» **Exercise passage**:
They chose to do so as they could see and sense that the vineyard parcels were producing something very different to one another; comparable to the drastic differences you can notice between vineyards in Burgundy.

In California, the sunshine state, to have such drastic differences in site expression is extremely rare. It was so pronounced that it led them to create further individual wines; Memorious was vinifed separately, followed by Siren's Call, Clos Juliet and Sous le Chêne. These are near-mythical wines with only a few hundred bottles produced.

La Côte 

The La Côte single vineyard lies on a very steep southeast hillside. It sits in a little concave, and is more protected from the extreme ocean winds than its neighbour plots. It also has very varied soils; predominantly shale, but with the ever-present diatomaceous earth, as well as alluvium, and the soils change from shallow and stony at the top of the slope, to much richer at the bottom. The wine produced from it always has a distinct personality. Raj muses, 

“It’s always lighter in colour, and always has finer tannins. It’s very exotic when it’s fermenting and in the barrel, but once it’s bottled it becomes shy; it’s always the wine that needs the most ageing to open up. When it does, its exotic personality returns - lots of rose petal aromas and bright red fruit.” 

At the very top of La Côte lies an oak tree, and Sous le Chêne is a unique bottling produced from the vines that lie here.

Bloom’s Field 

Bloom’s Field, meanwhile, is southwest facing, therefore being influenced by the cool ocean winds much more. It sits on a mound of iron-rich clay, with shale bedrock. Raj says,

“Even if you treat the fruit from Bloom’s Field like the fruit from La Cote, it’s always darker in colour and more tannic. The wine has a darker fruit profile, too, and it has a smoky side to it - it’s gamey and there’s also some black pepper that always shines through.” 


Memorious was the next plot to be vinified separately - not the seedlings (yet) but the plantation that borders them. This is the parcel that sits above Bloom’s Field, and hence it gets even more of a battering from the ocean winds. It’s always the first to be harvested. When we ask why, Raj says,

“I think it’s because it’s always in a rush to ripen. Because it gets so beat-up by the ocean winds, the canopy shuts down and the fruit ripens faster.”

He also adds that the wine always has the most pepper characteristic out of the three. Given that rotundone (the organic compound that gives the pepper taste) forms in the skins of a wine, this makes sense. When grapes are battered by wind, they grow thicker skins to protect themselves - and as a result, this means more pepper.

» **Dataset records**:
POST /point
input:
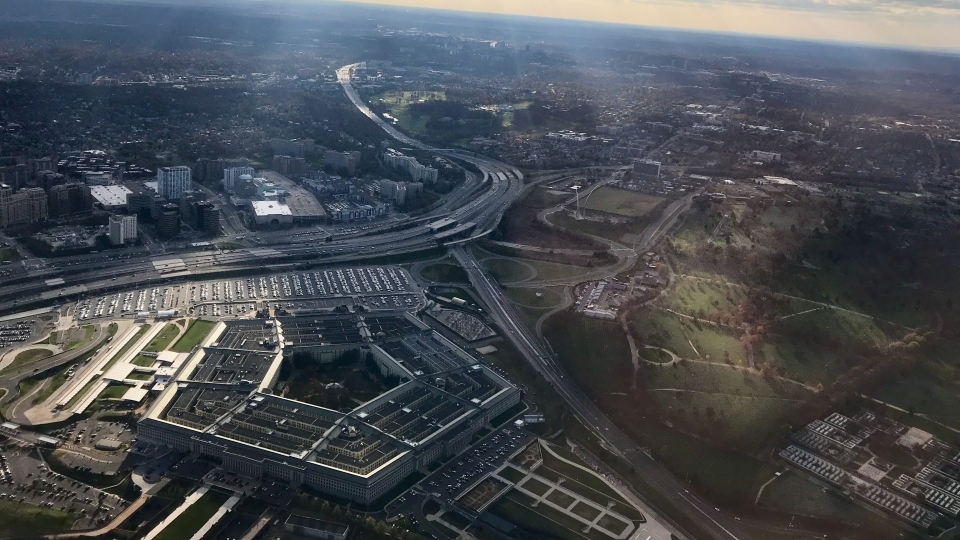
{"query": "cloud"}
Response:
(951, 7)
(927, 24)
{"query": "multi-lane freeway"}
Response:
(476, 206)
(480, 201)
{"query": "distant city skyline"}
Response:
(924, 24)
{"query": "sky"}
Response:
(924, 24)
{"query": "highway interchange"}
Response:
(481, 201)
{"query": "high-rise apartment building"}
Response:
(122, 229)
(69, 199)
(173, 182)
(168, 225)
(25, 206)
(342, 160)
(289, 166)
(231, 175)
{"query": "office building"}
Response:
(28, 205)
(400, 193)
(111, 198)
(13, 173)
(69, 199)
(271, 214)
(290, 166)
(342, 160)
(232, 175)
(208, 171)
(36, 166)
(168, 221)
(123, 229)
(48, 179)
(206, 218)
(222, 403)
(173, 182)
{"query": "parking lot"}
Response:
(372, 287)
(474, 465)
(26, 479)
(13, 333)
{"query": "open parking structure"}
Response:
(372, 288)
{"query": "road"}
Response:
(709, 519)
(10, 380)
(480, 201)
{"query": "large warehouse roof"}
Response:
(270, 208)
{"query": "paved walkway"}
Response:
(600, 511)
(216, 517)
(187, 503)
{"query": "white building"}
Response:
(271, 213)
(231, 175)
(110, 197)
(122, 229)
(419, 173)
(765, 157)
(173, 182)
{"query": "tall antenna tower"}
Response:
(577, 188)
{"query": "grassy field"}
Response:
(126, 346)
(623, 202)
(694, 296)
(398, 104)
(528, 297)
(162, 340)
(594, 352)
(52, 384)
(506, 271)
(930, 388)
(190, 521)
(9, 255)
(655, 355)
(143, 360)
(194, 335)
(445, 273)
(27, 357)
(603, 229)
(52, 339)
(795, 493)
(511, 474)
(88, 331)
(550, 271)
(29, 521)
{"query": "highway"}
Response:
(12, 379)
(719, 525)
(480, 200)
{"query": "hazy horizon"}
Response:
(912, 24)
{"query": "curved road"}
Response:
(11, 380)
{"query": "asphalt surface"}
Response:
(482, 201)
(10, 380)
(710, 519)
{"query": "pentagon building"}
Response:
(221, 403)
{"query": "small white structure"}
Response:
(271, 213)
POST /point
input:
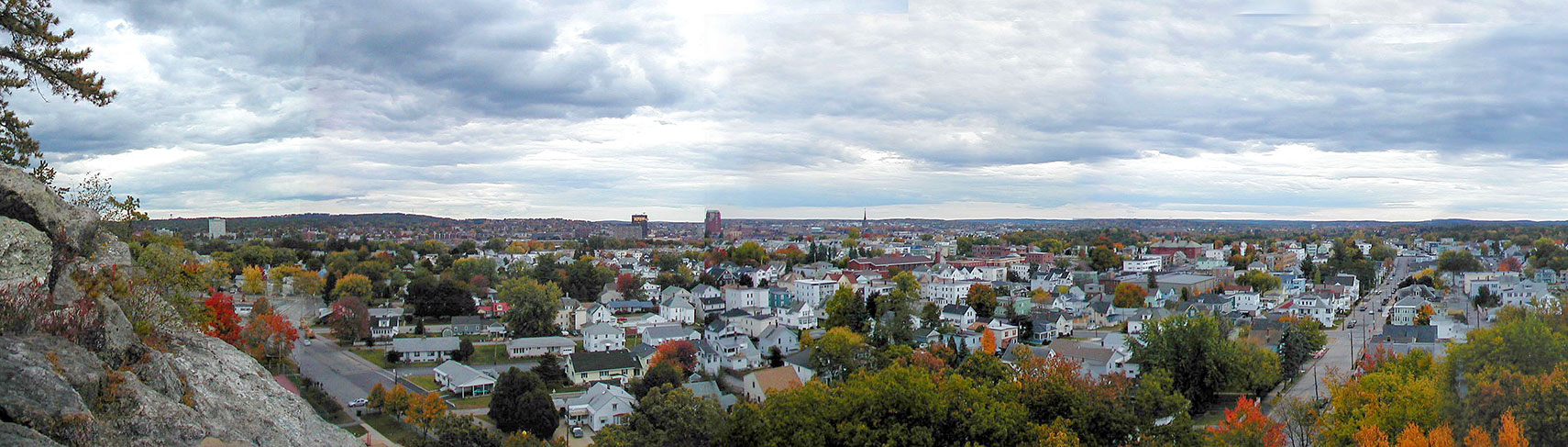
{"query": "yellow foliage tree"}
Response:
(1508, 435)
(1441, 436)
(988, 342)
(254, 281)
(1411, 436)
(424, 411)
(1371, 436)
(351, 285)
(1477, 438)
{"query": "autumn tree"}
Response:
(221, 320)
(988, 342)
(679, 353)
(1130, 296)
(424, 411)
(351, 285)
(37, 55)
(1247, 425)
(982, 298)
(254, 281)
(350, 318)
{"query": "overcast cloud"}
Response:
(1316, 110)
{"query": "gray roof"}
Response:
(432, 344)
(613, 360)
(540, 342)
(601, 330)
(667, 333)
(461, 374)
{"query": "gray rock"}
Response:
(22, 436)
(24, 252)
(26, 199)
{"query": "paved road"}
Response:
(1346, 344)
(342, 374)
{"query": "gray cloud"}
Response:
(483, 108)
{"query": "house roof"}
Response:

» **Questions**:
a) According to the vineyard passage, which parcel is always the first to be harvested?
b) Continue the vineyard passage from where it stops.
The listing comes from a separate source.

» **Answers for each item**:
a) Memorious is always the first to be harvested.

b)
The Wines 

Raj and Sashi tried many things over the years, but have now settled on using whole bunch fermentations across all wines with a natural pied de cuve starter: they take some fermenting juice to ensure the other fermentations have a healthy yeast population. Punchdowns are done very gently only when necessary, just to homogenise the fermenting juice. The wines are then aged in barrels for approximately fourteen months, and bottled unfined and unfiltered. 

'PURE' is a blend that was created partially by accident one year when any bunches and grapes that didn't fit in other fermenters ended up in a small spare closed tank. Harvest is a busy time, and full focus was on the other wines, so this small tank went somewhat unnoticed and the fact it has filled up was overlooked. This meant that it began a carbonic fermentation all on its own, giving the duo a little gift of intracellular fermentation Pinot Noir. The resulting wine was so surprising and so delicious that they decided to bottle it sans soufre. It is an utterly unique wine; delicious but compelling - this is the epitome of the "crunch" texture in Pinot Noir. It might be easy to drink and moreish, but it's also not to be underestimated; this is a serious carbonic Pinot Noir that feels somewhat like a long lost cousin of Guy Breton's Beaujolais Crus. 

The Domaine de la Côte vineyard may only be celebrating its 13th birthday, but the wines made here are testament to Pinot Noir's capacity for greatness, and the site expression is testament to the individualism of this little nook in the captivating terroirs of the Sta. Rita Hills.